→ DOCUMENT TEXT
10. Thus, in the substantial question of law framed by this court, the point for consideration is whether the first appellate court could have allowed the appeal. Whether the Judgment and decree of the trial court is opposed to law and whether the appeal deserves to be allowed.
11. Thus, the learned first appellate Judge came to conclusion that the properties were partible and the plaintiffs are entitled to a share in the schedule property.
12. Learned counsel for plaintiffs would submit the moot question for consideration would be joint family properties, joint possession and enjoyment by its members and entitlement for partition. Learned counsel would further submit that partition was totally out of bounds for defendants as it already happened earlier regard being had to the fact that specific date of partition not being mentioned.
13. Learned counsel submits that plaintiffs are neither in joint possession and enjoyment of any of the properties nor there existed joint family with properties that were liable to be partitioned. He would further submit that the partition was effected 25 years back but it was a oral one in the presence of Panchayatdars. As such the parties by virtue of the shares that were allotted to each of them continued their families with the properties that fell to the share of each of them. It is further submitted that property originally belonged to one Venkataramaiah are in Sy.No.68 of Chikkakuntanahalli, Bidadi spreading over three survey nos.68, 69 and 70 as landed properties and one house. Thus partition according to the defendant was already effected and that there are no properties for joint family.
14. Learned counsel for plaintiffs Smt Geethadevi would submit that this is an ideal case which deserves to be partitioned as they are all features of joint family and that properties are under joint possession and enjoyment. She would further submit that defence taken up by defendants is partition was already effected 25 years back and the joint family which got disrupted by virtue of earlier partition. She would further submit that contention of the defendants that partition was effected 25 years back to the date of filing of the suit cannot be accepted for various grounds including that the plea taken by defendants being pleading of fact of earlier partition they were allowed to establish earlier partition that was said to have taken up long back and acting upon said partition through the incorporation of revenue entries.
15. The original propositus who is also a common ancestor for the family is one Chikkanna and his brothers are Govindappa, Kempaiah and Venkataramanappa. The present plaintiffs and defendants come under the branch of Patel Muniswamaiah. The lenial decendency of the family coming under Patel Muniswamaiah is that he had three sons namely Chikkanna, Govindappa and Venkataramanappa. Shankarappa, Lakappa, Krishnappa and Nagaraju are the sons of Chikkanna. Muniyappa is the son of Venkataramanappa. Hemanna, Munegowda, Sannappa and Ramakrishnappa are the sons of Govindappa and finally Muniyappa, Hombanna and Raja are the sons of Venkataramanappa. It is necessary to notice that plaintiffs and defendants are the descendents from their respective parents and their status with reference to the litigation is Shankarappa-defendant No.1, Krishnappa -Defendant No.2, Ramesh – defendant No.3 and Muniyappa-defendant No.4. Plaintiffs Lakappa and Nagaraju are the sons of Chikkanna.

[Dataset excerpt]
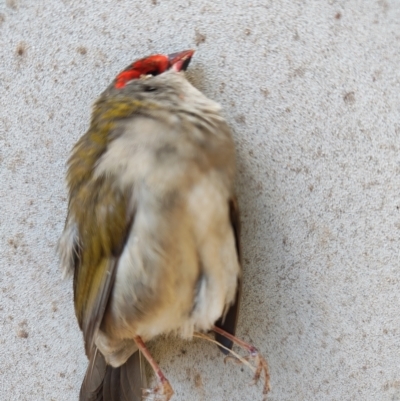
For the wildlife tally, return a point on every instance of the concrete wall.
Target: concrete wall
(312, 92)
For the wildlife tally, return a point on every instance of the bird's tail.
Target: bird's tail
(102, 382)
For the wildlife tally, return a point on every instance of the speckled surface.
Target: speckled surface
(312, 92)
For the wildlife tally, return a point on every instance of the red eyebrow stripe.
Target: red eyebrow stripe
(157, 63)
(126, 76)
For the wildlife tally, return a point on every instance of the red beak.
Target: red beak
(180, 61)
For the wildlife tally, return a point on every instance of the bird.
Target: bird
(152, 233)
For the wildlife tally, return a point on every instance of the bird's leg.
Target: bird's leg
(163, 391)
(261, 363)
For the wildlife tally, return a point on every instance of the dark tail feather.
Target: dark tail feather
(228, 323)
(105, 383)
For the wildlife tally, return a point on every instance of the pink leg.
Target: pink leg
(261, 363)
(163, 391)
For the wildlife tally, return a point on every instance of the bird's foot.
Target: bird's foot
(162, 392)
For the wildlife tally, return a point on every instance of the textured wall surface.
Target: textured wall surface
(311, 90)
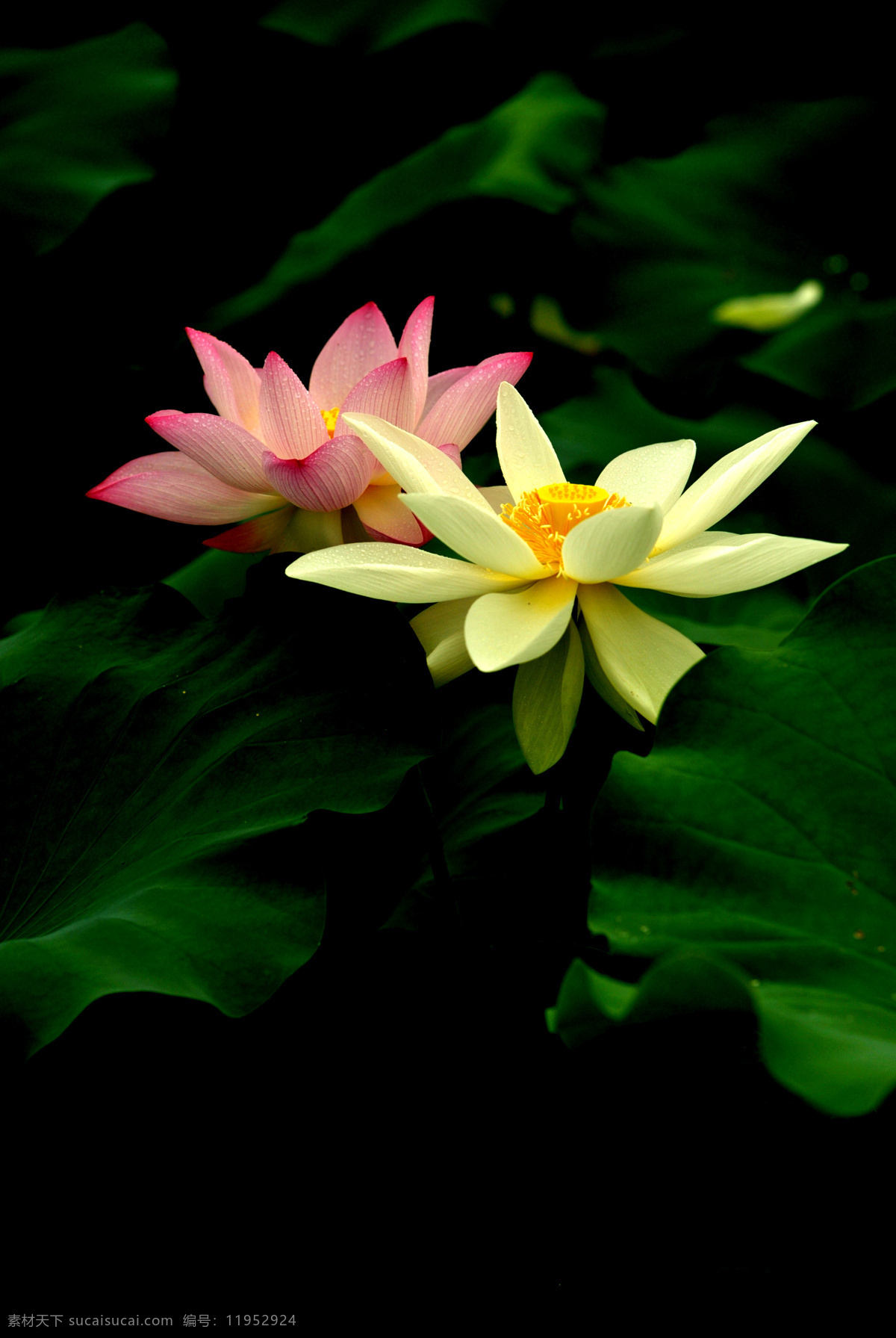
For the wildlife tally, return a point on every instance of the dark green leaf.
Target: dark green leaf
(158, 769)
(75, 123)
(755, 845)
(534, 149)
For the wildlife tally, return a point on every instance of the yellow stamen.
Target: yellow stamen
(546, 515)
(329, 419)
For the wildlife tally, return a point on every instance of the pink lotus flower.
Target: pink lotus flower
(275, 456)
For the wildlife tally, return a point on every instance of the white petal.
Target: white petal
(393, 572)
(650, 474)
(441, 631)
(478, 534)
(641, 656)
(721, 563)
(527, 458)
(728, 482)
(508, 629)
(412, 462)
(610, 544)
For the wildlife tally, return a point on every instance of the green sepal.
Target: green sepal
(546, 700)
(602, 685)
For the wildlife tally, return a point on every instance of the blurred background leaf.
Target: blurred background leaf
(76, 123)
(372, 25)
(532, 150)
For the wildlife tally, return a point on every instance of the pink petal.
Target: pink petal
(415, 347)
(387, 518)
(231, 383)
(255, 536)
(174, 487)
(290, 422)
(387, 391)
(470, 402)
(439, 383)
(224, 448)
(328, 480)
(361, 343)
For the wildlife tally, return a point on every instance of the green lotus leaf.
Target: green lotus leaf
(162, 778)
(752, 852)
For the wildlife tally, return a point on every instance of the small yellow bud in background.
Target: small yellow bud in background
(769, 311)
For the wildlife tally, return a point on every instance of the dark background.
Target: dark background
(396, 1121)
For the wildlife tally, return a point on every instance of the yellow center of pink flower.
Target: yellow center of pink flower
(546, 515)
(329, 419)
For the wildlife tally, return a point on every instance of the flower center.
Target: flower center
(546, 515)
(329, 419)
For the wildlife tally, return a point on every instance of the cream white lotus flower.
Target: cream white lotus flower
(546, 561)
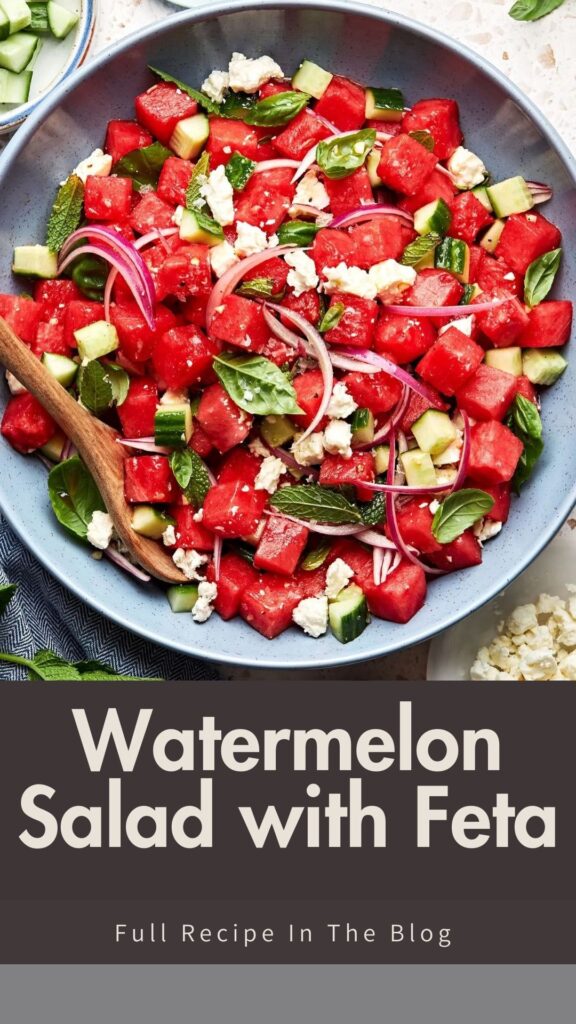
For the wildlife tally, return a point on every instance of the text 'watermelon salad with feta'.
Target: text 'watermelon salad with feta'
(320, 328)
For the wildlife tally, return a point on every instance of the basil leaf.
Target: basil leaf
(277, 110)
(340, 157)
(458, 512)
(540, 276)
(331, 317)
(74, 496)
(419, 248)
(256, 385)
(142, 166)
(531, 10)
(311, 501)
(7, 591)
(94, 387)
(239, 170)
(297, 232)
(66, 214)
(202, 100)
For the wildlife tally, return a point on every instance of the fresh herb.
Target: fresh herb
(311, 501)
(202, 100)
(524, 420)
(277, 110)
(540, 276)
(239, 170)
(420, 248)
(74, 496)
(142, 166)
(340, 157)
(297, 232)
(459, 511)
(256, 385)
(531, 10)
(66, 214)
(331, 317)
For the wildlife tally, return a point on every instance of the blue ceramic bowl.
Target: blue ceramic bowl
(371, 46)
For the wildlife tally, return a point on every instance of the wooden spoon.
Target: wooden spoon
(97, 446)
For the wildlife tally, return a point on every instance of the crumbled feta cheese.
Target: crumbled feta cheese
(351, 280)
(311, 451)
(189, 562)
(337, 438)
(312, 615)
(465, 169)
(219, 196)
(247, 74)
(341, 402)
(269, 474)
(338, 576)
(311, 192)
(250, 240)
(99, 530)
(222, 257)
(207, 594)
(392, 279)
(215, 85)
(302, 276)
(97, 165)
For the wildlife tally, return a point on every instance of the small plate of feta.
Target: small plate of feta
(528, 633)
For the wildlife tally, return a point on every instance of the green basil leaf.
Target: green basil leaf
(66, 214)
(74, 496)
(202, 100)
(277, 110)
(142, 166)
(297, 232)
(419, 248)
(331, 317)
(458, 512)
(94, 387)
(340, 157)
(311, 501)
(540, 276)
(531, 10)
(239, 170)
(256, 385)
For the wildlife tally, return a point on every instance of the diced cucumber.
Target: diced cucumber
(149, 521)
(199, 227)
(276, 430)
(190, 135)
(434, 218)
(363, 426)
(511, 196)
(96, 340)
(182, 598)
(60, 20)
(453, 255)
(542, 366)
(384, 104)
(418, 468)
(312, 78)
(172, 425)
(508, 359)
(17, 13)
(348, 613)
(14, 88)
(59, 367)
(434, 431)
(35, 261)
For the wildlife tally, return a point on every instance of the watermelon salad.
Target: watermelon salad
(321, 329)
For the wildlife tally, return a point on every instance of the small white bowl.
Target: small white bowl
(452, 653)
(56, 59)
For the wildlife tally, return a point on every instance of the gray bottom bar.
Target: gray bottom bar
(213, 994)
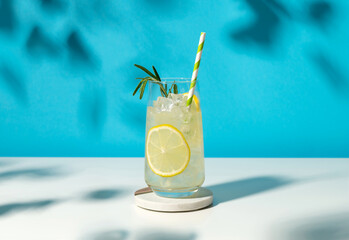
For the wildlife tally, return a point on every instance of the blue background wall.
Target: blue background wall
(274, 75)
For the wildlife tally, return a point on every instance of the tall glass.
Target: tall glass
(172, 113)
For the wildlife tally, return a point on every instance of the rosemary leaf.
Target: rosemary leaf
(157, 74)
(138, 86)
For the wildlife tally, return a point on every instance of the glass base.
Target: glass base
(175, 193)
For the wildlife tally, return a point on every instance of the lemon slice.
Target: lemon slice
(167, 151)
(196, 101)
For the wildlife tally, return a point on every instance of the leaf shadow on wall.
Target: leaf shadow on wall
(332, 226)
(15, 83)
(92, 110)
(263, 31)
(331, 71)
(80, 54)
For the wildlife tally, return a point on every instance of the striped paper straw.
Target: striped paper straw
(196, 69)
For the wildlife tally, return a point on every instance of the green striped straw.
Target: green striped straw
(196, 68)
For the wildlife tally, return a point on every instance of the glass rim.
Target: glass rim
(173, 80)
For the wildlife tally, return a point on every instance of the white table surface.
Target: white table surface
(92, 198)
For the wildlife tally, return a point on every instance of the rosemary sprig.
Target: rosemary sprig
(155, 77)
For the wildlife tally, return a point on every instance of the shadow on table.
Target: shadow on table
(108, 235)
(165, 235)
(22, 206)
(103, 194)
(228, 191)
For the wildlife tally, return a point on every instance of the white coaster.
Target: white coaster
(202, 198)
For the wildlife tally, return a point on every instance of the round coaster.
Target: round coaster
(202, 198)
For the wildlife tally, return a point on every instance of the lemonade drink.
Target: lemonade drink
(174, 163)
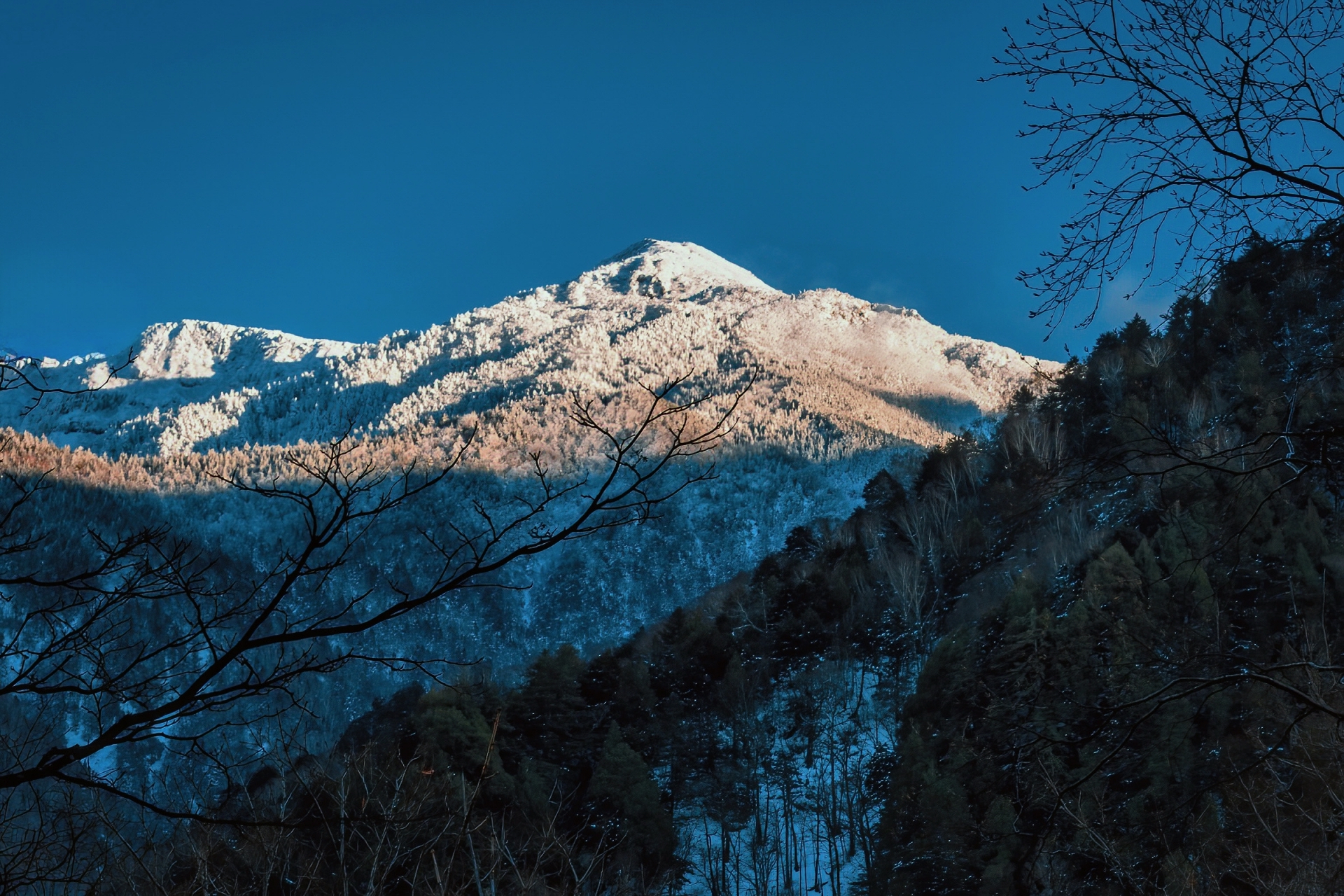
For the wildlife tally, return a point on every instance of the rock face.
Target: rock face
(836, 375)
(843, 387)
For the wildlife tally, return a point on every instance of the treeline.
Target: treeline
(1091, 650)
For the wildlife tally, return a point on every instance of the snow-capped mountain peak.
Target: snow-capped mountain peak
(659, 269)
(836, 375)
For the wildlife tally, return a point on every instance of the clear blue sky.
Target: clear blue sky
(347, 169)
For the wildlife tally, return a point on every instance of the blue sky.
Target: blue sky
(347, 169)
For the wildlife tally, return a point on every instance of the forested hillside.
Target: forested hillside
(1094, 650)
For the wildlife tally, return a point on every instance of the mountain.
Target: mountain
(844, 387)
(838, 375)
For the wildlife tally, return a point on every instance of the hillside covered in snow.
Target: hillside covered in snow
(838, 375)
(843, 387)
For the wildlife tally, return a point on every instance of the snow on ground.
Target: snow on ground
(838, 375)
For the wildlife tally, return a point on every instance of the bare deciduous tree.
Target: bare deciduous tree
(120, 643)
(1194, 121)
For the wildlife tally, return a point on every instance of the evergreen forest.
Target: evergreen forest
(1092, 647)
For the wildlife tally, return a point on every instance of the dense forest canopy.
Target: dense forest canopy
(1089, 649)
(1093, 649)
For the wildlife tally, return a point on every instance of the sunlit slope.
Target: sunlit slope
(836, 375)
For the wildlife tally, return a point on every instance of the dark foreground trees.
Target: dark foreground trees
(1189, 127)
(137, 672)
(1159, 710)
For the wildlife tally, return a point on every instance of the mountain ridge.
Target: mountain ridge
(836, 375)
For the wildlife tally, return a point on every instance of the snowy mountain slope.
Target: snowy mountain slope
(838, 375)
(844, 387)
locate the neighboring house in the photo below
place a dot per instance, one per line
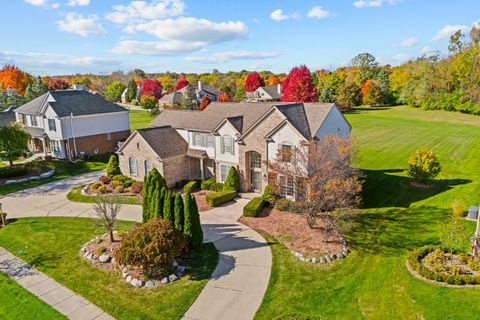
(202, 144)
(72, 123)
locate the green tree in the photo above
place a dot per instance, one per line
(114, 91)
(113, 167)
(178, 212)
(13, 142)
(233, 180)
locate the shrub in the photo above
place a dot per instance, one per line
(423, 166)
(113, 167)
(217, 186)
(269, 195)
(104, 180)
(254, 207)
(458, 208)
(192, 186)
(152, 245)
(218, 198)
(206, 184)
(192, 228)
(233, 180)
(137, 187)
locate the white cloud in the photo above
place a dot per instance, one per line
(74, 3)
(407, 43)
(318, 13)
(191, 29)
(221, 57)
(143, 10)
(278, 15)
(37, 3)
(448, 30)
(81, 25)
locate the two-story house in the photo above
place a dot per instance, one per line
(73, 123)
(202, 144)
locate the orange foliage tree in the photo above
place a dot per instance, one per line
(11, 77)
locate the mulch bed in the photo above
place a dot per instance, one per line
(200, 196)
(292, 230)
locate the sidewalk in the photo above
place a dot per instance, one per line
(51, 292)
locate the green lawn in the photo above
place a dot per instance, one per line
(373, 282)
(63, 170)
(76, 195)
(53, 245)
(18, 303)
(139, 119)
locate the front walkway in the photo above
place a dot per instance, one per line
(51, 292)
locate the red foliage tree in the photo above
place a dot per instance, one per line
(253, 82)
(366, 86)
(182, 83)
(224, 97)
(298, 86)
(57, 84)
(205, 102)
(152, 88)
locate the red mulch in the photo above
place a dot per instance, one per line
(200, 196)
(292, 230)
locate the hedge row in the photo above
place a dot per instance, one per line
(414, 260)
(218, 198)
(254, 207)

→ COMPLETE THE FOLLOWING
[1] Summarize the partition judgment in two sentences.
[2] Duplicate the part of the partition judgment that opens with the words containing "13. Learned counsel" and closes with "for joint family.".

→ RESPONSES FOR EACH TASK
[1] The first appellate judge concluded that the properties were partible and that the plaintiffs are entitled to a share in the schedule property. Counsel for the defendants argued that an oral partition had already been effected 25 years earlier in the presence of Panchayatdars, while counsel for the plaintiffs argued that the properties are under joint possession and enjoyment and deserve to be partitioned.

[2]
13. Learned counsel submits that plaintiffs are neither in joint possession and enjoyment of any of the properties nor there existed joint family with properties that were liable to be partitioned. He would further submit that the partition was effected 25 years back but it was a oral one in the presence of Panchayatdars. As such the parties by virtue of the shares that were allotted to each of them continued their families with the properties that fell to the share of each of them. It is further submitted that property originally belonged to one Venkataramaiah are in Sy.No.68 of Chikkakuntanahalli, Bidadi spreading over three survey nos.68, 69 and 70 as landed properties and one house. Thus partition according to the defendant was already effected and that there are no properties for joint family.